Transcribe only the part of the listing below that begins at the line containing "the bus rear" and runs to its final line, keeping both ends.

GIVEN INFORMATION
[Begin]
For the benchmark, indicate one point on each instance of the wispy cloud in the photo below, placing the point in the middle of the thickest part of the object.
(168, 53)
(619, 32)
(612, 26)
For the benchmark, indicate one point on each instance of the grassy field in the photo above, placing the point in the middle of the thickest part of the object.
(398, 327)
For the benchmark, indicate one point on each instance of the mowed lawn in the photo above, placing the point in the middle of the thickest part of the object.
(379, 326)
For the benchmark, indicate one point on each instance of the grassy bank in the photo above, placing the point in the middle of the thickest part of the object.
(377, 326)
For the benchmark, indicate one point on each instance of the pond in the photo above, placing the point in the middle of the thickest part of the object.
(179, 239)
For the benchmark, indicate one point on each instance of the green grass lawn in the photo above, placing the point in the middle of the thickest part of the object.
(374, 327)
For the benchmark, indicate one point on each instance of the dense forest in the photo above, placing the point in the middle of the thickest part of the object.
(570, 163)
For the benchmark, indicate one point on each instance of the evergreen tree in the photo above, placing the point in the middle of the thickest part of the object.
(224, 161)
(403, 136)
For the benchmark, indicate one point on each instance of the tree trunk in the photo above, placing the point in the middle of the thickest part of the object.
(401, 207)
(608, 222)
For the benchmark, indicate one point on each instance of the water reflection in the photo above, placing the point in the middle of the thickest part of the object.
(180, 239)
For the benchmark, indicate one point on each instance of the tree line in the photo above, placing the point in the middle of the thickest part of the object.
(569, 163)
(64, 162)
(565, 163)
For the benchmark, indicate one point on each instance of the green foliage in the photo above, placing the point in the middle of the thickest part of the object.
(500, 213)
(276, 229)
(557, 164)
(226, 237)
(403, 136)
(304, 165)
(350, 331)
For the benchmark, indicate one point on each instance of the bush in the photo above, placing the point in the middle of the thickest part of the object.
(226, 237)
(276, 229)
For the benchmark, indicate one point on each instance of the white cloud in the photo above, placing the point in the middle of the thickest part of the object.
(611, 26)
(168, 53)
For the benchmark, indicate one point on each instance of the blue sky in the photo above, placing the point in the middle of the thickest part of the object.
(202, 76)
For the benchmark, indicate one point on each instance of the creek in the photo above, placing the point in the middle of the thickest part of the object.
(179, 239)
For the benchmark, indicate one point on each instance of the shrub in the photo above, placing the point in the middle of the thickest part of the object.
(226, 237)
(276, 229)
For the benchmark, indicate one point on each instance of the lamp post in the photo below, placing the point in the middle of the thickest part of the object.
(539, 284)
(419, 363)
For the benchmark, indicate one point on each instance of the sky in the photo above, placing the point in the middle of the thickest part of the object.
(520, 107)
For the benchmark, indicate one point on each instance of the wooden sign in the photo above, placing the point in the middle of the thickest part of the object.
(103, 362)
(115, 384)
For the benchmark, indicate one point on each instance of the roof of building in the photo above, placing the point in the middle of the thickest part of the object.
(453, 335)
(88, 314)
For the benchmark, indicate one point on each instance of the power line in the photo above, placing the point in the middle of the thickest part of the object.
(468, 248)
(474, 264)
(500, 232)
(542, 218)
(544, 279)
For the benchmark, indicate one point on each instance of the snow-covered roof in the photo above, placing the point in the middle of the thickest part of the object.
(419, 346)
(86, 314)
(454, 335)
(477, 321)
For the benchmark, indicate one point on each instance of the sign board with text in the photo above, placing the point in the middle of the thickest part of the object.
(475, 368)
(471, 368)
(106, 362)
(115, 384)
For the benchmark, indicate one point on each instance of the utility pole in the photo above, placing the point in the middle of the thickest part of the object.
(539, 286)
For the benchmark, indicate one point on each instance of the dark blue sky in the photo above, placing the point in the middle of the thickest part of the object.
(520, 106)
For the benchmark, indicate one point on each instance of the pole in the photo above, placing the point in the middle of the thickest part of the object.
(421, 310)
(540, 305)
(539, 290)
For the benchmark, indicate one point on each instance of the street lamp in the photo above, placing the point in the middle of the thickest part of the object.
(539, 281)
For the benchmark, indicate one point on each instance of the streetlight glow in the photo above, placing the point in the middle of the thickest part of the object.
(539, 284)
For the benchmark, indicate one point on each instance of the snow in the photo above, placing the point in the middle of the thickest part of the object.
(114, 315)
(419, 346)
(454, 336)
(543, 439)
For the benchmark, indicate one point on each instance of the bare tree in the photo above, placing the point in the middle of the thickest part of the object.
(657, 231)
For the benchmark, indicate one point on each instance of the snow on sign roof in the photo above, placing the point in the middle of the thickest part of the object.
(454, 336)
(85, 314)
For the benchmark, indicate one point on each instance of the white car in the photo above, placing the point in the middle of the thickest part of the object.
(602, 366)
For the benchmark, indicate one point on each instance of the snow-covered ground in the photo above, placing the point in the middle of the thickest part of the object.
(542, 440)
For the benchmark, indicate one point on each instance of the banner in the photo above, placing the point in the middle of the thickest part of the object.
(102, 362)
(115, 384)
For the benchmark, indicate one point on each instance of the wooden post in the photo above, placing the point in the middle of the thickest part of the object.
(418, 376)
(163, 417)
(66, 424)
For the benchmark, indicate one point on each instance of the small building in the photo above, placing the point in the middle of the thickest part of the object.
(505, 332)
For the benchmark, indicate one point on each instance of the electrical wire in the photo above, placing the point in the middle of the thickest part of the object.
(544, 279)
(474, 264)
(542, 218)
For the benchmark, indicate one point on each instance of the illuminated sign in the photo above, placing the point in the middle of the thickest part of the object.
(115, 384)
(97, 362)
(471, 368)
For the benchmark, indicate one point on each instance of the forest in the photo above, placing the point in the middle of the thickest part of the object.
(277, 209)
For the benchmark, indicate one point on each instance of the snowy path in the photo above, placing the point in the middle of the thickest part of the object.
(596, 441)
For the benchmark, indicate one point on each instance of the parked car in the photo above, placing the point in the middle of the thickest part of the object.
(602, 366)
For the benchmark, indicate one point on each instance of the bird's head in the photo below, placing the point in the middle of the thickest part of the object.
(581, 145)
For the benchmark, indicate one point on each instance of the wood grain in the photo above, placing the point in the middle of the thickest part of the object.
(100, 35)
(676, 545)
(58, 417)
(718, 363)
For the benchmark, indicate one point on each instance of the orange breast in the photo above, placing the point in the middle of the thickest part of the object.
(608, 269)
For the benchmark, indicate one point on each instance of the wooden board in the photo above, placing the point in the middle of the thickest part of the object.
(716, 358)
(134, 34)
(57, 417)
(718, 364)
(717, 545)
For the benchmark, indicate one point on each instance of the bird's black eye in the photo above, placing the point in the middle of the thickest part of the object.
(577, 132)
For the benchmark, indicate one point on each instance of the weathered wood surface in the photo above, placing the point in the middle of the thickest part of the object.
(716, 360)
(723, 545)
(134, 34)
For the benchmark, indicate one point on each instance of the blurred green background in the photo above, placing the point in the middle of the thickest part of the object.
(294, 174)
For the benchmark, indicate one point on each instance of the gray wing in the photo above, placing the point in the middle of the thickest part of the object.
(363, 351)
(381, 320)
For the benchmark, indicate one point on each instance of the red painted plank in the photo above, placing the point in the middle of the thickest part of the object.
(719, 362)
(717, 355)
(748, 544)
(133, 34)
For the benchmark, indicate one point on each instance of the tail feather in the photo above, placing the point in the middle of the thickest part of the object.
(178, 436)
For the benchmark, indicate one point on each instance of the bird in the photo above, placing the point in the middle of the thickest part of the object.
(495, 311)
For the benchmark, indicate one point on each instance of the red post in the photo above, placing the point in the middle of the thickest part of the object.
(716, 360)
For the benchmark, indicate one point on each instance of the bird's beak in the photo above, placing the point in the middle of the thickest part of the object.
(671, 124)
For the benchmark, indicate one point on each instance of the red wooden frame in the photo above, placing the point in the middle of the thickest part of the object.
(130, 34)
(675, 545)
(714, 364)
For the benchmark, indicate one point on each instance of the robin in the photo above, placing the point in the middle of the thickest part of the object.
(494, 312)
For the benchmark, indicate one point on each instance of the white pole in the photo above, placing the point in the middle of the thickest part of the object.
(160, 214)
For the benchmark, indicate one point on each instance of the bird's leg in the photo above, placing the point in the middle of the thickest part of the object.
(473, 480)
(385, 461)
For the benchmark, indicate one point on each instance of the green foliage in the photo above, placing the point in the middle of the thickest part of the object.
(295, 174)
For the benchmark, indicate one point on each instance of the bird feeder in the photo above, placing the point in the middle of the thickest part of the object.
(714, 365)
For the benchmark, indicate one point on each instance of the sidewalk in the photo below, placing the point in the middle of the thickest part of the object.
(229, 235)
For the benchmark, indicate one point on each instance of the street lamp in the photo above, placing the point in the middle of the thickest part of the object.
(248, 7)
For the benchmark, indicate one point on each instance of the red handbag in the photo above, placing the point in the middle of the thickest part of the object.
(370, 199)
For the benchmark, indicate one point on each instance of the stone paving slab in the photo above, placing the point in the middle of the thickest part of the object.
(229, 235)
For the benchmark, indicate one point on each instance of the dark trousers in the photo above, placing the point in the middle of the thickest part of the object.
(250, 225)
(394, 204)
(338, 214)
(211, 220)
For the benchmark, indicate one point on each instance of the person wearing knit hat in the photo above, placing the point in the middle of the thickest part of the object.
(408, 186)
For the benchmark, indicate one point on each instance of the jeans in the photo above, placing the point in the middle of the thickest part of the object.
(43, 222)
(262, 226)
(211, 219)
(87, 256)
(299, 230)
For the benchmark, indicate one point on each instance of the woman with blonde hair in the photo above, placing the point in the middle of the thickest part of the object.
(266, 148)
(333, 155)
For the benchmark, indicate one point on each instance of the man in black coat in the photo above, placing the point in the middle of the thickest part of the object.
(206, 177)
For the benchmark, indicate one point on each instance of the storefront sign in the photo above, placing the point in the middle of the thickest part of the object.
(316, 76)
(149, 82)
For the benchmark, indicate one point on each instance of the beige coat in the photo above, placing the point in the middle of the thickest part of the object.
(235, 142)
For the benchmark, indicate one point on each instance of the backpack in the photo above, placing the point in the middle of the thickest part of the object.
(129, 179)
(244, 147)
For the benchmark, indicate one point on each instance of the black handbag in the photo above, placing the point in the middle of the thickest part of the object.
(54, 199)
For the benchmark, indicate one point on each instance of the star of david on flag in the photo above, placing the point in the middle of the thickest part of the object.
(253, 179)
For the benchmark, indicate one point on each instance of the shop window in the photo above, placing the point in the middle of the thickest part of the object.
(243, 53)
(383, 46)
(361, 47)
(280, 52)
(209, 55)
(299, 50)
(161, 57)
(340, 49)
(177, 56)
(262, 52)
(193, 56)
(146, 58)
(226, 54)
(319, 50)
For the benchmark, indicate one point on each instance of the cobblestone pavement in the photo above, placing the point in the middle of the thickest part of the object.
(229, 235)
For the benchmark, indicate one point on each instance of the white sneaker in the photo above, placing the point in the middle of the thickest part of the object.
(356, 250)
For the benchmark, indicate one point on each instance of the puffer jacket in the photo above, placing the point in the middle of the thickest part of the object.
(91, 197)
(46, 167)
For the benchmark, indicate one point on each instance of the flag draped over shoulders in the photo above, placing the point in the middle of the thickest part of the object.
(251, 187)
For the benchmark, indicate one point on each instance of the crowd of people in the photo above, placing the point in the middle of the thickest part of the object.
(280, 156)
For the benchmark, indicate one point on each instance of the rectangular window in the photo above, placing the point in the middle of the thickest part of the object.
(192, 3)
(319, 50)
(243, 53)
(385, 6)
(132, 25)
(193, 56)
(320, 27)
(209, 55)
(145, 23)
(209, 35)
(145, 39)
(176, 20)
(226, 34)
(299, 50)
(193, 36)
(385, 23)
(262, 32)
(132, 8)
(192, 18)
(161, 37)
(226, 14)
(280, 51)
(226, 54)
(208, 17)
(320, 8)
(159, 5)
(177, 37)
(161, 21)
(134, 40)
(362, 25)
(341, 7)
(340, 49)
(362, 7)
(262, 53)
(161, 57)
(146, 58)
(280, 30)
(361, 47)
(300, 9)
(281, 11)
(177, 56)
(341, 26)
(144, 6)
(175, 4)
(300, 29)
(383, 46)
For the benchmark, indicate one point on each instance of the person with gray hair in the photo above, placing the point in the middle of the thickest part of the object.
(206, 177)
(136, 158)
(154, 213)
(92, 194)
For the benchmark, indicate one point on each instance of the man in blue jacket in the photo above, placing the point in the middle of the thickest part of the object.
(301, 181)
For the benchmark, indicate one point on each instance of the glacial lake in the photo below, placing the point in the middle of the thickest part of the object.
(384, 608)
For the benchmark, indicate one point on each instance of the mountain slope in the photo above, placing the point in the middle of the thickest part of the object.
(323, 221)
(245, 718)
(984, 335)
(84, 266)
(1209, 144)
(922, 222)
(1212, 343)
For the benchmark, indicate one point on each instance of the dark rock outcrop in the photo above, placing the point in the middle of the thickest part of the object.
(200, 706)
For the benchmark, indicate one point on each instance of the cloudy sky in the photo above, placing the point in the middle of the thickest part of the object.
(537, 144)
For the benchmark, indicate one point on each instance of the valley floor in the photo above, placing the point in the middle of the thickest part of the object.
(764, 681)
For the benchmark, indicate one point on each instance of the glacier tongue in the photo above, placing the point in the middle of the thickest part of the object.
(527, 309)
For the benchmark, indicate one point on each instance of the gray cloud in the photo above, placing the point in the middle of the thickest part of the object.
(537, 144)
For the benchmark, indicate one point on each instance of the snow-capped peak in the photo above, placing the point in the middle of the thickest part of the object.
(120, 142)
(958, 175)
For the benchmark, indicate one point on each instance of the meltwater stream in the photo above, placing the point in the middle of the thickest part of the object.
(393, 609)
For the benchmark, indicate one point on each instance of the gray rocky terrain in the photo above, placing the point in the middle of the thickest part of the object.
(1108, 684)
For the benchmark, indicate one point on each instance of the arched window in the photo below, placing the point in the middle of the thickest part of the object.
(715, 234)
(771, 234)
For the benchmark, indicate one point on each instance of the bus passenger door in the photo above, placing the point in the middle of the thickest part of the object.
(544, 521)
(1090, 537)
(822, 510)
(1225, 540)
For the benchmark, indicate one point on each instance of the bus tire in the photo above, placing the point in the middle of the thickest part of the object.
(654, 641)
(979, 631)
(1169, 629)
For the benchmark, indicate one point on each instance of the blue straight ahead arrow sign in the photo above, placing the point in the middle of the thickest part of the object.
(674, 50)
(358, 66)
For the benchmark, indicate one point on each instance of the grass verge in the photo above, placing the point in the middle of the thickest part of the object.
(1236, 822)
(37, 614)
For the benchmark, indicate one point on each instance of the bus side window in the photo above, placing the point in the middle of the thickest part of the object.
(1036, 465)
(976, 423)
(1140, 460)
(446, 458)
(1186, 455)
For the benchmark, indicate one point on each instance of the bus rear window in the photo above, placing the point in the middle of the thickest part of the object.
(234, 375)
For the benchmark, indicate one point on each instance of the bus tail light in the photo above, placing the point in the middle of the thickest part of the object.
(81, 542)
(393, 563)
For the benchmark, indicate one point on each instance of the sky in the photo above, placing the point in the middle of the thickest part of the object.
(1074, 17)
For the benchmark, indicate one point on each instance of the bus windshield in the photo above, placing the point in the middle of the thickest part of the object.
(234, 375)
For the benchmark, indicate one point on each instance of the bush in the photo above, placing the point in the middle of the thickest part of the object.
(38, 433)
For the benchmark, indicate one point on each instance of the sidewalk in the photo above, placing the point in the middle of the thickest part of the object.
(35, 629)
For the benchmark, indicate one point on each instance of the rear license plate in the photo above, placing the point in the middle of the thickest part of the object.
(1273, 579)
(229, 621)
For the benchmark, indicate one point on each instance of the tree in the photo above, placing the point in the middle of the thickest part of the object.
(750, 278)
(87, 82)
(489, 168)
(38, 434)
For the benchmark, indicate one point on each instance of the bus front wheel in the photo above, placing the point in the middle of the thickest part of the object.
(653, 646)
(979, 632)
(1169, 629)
[End]
TASK RESPONSE
For the benchmark, indicate one point on each instance of the bus rear window in the photo above, placing the point in the middle of the thickest part of the object.
(234, 375)
For the benchmark, indicate one point on each instance of the bus tail light in the photo above, placing the point in the middle of the thickest part of the object.
(81, 542)
(393, 563)
For the benchmark, indicate one point on each instance of the sky in the photo above, placing the point in the middle of the thickest part of the object.
(1074, 17)
For the benchmark, indicate one point on each instance of the bus windshield in the photo above, placing the point in the middle of the thickest part of the object.
(234, 375)
For the benchmark, indicate one point on each instance of the bush in the photo above, placing the point in the middle of the thickest part of the object.
(38, 433)
For the benchmark, indicate one point on each instance of the sidewalk in the photo above, placing the point in the middle of the thickest part of the object.
(35, 629)
For the benchmark, indicate one point on each instance of the rear license plate in the photo above, placing the point in the middle of the thickest part of the object.
(1273, 579)
(229, 621)
For the benchmark, indicate one point on each instance of the tree in the photo above, placing the point in the middle of the thickest part of the object.
(750, 278)
(87, 82)
(489, 168)
(38, 434)
For the benchmark, indicate one point on each instance of the bus front wheel in the photo above, placing the point in the middle of the thickest part of the object.
(653, 646)
(979, 632)
(1169, 629)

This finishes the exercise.